▸ Passage given
⟨
The artificial intelligence-based drilling rate prediction model is a method that employs machine learning and data analysis techniques to forecast drilling rates in oil and gas drilling operations. This model analyzes various factors such as historical drilling data, geological information, drilling parameters, and applies artificial intelligence algorithms such as neural networks, decision trees, and support vector machines to construct a predictive model, providing decision-making support for drilling operation planning and optimization. Its research directions primarily encompass data collection, feature engineering, algorithm modeling, and model optimization. It requires the collection of a substantial amount of historical drilling data, extraction of features relevant to drilling rates, selection of appropriate algorithms for building predictive models, and iterative optimization to enhance accuracy and stability. With the continuous advancement of data technology and artificial intelligence, coupled with the increasing diversity and real-time nature of data, the gradual integration of information from other fields, and the application of automation technology, the model will become more accurate and reliable, offering real-time, comprehensive, and precise drilling rate prediction results.
⟩
Decide whether each statement agrees with the passage on drilling rate prediction, answering yes or no and quoting the words from the passage that settle it: (a) The model uses algorithms such as neural networks, decision trees, and support vector machines; (b) The model needs only a small amount of historical drilling data; (c) Model optimization is one of the model's research directions.

▸ Dataset content
⟨
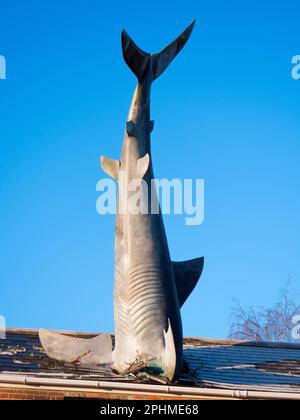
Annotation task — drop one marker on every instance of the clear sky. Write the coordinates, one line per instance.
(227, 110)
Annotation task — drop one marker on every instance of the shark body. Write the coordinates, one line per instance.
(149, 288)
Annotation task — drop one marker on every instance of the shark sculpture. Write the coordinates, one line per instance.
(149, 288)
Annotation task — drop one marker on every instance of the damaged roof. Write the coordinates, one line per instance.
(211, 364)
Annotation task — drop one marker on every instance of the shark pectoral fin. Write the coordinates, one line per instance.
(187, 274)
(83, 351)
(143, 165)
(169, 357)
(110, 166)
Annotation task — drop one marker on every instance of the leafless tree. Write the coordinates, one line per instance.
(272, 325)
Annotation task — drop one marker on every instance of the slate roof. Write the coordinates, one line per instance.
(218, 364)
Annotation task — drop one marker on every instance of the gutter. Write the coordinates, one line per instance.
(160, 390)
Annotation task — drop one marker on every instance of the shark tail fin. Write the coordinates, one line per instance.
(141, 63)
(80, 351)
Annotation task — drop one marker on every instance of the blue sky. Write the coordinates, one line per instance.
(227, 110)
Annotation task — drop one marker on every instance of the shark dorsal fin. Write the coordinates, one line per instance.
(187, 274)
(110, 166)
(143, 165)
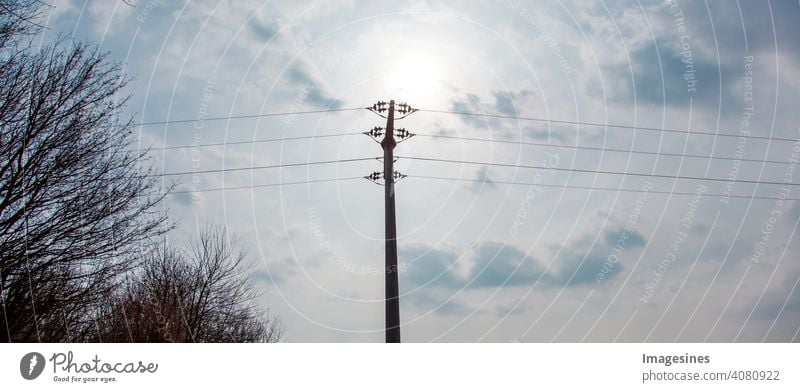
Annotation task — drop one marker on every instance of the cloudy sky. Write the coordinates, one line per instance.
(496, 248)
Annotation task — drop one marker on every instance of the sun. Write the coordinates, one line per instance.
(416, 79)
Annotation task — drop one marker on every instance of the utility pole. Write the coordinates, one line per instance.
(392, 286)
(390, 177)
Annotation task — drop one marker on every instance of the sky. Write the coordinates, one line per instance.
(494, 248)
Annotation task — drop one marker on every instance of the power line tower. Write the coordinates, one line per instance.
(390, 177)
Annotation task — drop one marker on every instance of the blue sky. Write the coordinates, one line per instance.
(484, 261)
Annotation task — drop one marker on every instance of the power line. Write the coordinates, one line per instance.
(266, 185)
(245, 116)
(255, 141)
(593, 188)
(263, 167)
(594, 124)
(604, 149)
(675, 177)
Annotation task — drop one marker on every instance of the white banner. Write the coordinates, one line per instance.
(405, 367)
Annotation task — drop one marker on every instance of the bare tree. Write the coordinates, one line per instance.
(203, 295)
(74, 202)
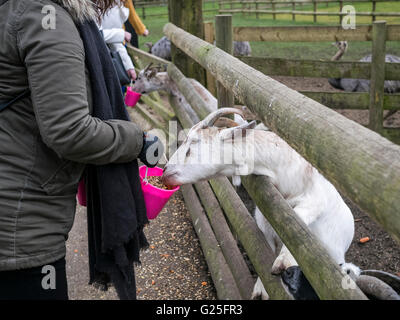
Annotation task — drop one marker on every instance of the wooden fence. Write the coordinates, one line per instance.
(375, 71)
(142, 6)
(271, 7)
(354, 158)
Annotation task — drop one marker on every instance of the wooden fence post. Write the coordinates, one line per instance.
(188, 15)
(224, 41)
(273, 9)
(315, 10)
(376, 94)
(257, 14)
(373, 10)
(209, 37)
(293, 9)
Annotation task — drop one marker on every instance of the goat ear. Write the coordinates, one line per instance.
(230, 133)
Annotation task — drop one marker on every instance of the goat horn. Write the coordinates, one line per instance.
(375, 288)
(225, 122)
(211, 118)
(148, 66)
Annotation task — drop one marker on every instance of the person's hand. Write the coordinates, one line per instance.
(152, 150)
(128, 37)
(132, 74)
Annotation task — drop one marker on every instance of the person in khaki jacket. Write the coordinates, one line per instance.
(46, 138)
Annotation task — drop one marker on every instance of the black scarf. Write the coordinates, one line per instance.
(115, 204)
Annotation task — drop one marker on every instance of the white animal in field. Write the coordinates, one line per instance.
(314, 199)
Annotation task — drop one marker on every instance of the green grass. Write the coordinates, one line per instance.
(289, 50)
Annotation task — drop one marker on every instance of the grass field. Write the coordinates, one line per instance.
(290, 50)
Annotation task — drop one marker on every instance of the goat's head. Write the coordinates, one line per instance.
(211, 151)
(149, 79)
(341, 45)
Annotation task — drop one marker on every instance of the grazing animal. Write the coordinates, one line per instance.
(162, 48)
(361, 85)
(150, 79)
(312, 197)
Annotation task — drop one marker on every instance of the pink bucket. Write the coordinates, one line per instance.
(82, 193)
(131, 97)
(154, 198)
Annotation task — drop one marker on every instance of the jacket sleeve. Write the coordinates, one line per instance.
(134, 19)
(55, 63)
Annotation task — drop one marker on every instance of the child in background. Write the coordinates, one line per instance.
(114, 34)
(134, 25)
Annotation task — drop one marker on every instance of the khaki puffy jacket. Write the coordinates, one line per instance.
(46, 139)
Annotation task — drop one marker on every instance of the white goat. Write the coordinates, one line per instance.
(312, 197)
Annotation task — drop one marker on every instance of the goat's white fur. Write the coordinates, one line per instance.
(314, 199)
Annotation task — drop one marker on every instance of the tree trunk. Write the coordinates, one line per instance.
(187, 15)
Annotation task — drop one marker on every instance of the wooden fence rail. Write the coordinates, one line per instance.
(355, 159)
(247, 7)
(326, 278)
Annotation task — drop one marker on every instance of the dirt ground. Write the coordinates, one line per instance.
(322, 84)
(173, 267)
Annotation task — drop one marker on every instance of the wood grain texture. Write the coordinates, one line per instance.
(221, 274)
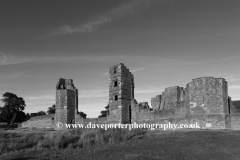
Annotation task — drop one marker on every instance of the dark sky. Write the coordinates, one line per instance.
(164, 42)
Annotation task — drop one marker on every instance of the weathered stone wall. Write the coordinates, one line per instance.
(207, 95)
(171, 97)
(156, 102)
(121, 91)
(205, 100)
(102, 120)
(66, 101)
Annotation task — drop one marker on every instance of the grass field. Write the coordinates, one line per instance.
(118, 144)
⟩
⟨
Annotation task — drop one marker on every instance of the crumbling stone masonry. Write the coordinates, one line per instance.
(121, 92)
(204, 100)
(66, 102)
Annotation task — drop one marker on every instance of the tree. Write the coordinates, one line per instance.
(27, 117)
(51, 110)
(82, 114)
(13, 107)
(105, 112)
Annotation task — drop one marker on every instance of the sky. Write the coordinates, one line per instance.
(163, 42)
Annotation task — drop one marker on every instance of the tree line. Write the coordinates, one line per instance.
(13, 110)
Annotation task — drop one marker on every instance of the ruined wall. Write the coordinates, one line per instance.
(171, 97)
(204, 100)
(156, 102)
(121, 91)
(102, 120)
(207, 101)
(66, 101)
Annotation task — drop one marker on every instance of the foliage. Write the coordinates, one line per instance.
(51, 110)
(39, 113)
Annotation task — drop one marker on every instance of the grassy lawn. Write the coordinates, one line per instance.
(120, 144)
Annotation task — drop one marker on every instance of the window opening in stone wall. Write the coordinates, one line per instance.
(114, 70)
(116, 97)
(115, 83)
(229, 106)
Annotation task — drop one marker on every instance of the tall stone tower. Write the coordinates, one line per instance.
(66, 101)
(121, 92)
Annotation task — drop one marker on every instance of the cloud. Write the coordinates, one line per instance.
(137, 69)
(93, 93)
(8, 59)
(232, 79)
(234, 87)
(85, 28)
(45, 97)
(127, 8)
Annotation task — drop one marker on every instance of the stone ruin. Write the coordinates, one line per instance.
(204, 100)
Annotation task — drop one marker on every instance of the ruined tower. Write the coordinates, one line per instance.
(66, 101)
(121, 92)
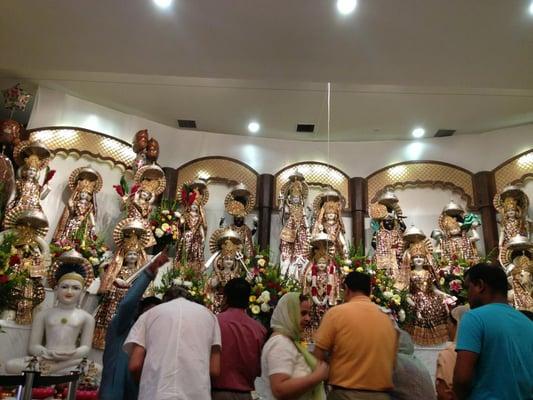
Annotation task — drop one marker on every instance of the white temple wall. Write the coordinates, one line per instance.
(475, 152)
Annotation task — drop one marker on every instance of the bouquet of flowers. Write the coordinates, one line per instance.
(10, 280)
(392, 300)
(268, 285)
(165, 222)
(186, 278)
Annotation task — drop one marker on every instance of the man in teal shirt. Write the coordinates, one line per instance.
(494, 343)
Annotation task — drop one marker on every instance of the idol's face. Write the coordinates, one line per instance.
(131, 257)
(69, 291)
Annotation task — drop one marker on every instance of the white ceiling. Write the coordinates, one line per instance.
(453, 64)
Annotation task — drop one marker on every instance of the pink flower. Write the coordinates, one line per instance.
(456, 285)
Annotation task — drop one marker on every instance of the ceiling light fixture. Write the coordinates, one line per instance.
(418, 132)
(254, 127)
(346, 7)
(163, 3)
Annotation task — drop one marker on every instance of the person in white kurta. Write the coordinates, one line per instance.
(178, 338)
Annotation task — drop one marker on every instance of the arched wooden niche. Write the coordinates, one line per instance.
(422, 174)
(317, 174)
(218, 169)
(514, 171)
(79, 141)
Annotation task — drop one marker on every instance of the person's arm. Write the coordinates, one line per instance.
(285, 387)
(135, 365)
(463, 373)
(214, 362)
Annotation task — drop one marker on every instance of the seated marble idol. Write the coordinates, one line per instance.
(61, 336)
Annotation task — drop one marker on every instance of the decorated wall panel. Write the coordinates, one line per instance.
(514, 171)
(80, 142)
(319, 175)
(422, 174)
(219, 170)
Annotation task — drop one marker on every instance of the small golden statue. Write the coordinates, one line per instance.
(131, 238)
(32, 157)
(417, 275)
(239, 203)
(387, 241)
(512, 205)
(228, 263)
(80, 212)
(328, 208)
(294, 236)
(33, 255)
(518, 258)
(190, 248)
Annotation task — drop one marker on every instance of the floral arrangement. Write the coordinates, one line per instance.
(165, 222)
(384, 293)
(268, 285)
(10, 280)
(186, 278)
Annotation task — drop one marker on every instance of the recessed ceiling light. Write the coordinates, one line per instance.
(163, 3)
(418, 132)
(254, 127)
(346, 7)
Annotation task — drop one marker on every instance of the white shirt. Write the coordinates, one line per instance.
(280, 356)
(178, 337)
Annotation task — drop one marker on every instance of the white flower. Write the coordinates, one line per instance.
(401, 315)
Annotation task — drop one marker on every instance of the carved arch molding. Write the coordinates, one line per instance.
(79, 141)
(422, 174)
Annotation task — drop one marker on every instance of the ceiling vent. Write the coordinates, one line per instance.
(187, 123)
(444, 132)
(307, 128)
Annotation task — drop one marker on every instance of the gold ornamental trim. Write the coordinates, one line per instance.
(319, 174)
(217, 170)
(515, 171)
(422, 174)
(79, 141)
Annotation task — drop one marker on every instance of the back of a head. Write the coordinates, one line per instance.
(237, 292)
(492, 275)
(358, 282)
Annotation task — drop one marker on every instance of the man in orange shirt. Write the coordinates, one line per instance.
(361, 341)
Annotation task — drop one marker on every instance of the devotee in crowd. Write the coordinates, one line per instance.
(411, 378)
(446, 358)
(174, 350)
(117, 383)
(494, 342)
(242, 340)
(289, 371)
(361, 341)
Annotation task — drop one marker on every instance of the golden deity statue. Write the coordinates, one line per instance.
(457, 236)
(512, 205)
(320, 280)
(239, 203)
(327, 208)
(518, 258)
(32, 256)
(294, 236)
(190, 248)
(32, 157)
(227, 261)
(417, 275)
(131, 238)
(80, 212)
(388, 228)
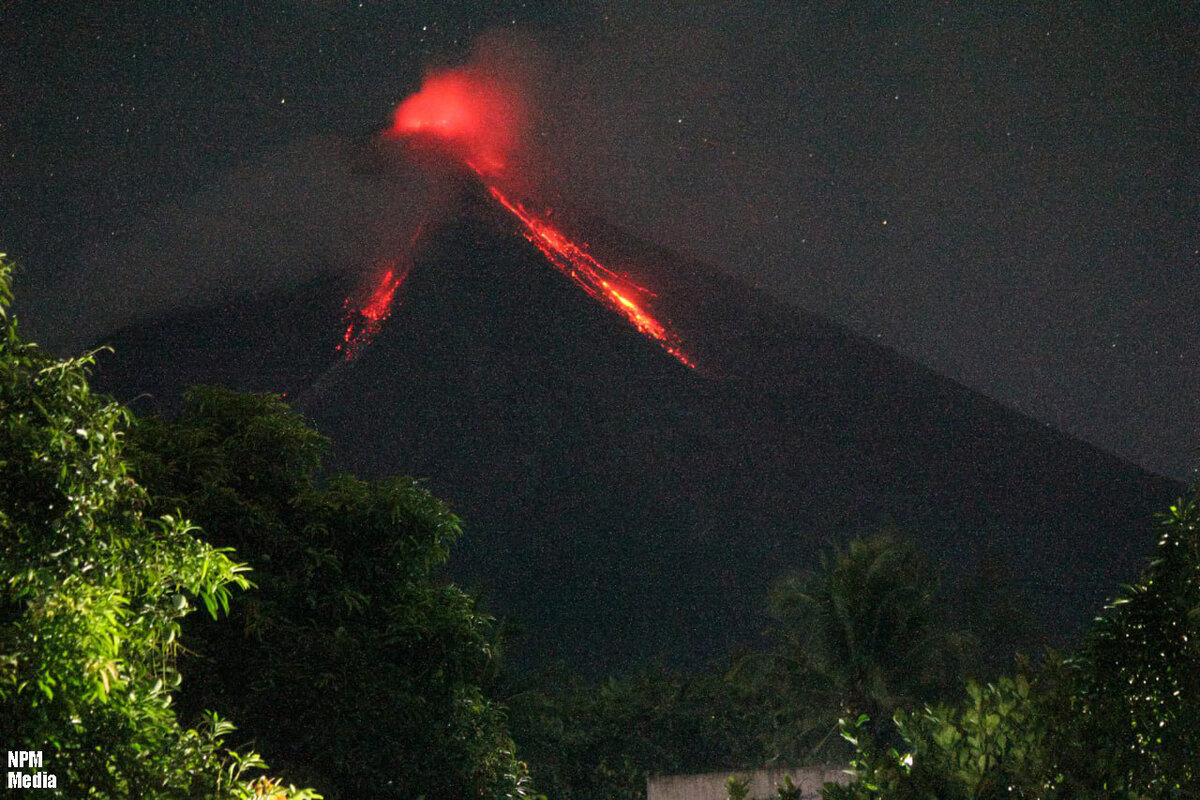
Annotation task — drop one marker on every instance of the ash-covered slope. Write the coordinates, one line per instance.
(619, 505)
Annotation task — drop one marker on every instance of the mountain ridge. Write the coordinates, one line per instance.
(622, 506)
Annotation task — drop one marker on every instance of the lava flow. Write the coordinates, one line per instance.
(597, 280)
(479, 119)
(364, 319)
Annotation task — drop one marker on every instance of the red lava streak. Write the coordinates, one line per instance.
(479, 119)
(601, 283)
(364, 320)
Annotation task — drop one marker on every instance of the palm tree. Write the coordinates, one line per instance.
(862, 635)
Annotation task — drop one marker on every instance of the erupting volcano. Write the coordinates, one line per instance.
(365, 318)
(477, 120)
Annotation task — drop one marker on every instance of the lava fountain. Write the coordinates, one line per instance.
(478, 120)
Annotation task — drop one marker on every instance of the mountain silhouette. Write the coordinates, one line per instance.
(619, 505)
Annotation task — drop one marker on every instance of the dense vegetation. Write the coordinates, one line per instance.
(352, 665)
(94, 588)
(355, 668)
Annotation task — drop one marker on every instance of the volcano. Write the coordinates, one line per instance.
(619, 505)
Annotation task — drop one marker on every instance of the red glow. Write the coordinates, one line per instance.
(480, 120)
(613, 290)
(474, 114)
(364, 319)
⟩
⟨
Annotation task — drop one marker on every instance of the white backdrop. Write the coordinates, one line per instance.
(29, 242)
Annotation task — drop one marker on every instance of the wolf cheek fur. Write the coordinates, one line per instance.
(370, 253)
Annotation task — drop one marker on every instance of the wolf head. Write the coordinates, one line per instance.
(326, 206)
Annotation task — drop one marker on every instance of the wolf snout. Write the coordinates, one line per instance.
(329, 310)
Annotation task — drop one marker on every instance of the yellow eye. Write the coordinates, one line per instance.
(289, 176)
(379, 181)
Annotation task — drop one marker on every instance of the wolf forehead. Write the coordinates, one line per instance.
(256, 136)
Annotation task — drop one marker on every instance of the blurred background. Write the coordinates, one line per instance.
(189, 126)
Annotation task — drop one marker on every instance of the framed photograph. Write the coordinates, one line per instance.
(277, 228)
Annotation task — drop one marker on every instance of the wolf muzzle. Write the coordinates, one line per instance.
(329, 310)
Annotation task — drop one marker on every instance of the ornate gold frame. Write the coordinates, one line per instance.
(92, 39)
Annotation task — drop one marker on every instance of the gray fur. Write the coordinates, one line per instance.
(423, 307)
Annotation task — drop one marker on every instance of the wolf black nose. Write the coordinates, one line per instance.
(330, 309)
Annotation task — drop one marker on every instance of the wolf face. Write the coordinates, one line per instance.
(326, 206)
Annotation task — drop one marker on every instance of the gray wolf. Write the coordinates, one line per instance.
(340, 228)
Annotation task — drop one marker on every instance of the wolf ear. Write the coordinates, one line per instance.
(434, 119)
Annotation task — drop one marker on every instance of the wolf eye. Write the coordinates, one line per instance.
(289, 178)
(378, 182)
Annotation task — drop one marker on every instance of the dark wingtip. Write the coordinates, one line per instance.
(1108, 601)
⟩
▸ Exercise output
(a) Yes: "applies artificial intelligence algorithms such as neural networks, decision trees, and support vector machines"
(b) No: "It requires the collection of a substantial amount of historical drilling data"
(c) Yes: "Its research directions primarily encompass data collection, feature engineering, algorithm modeling, and model optimization"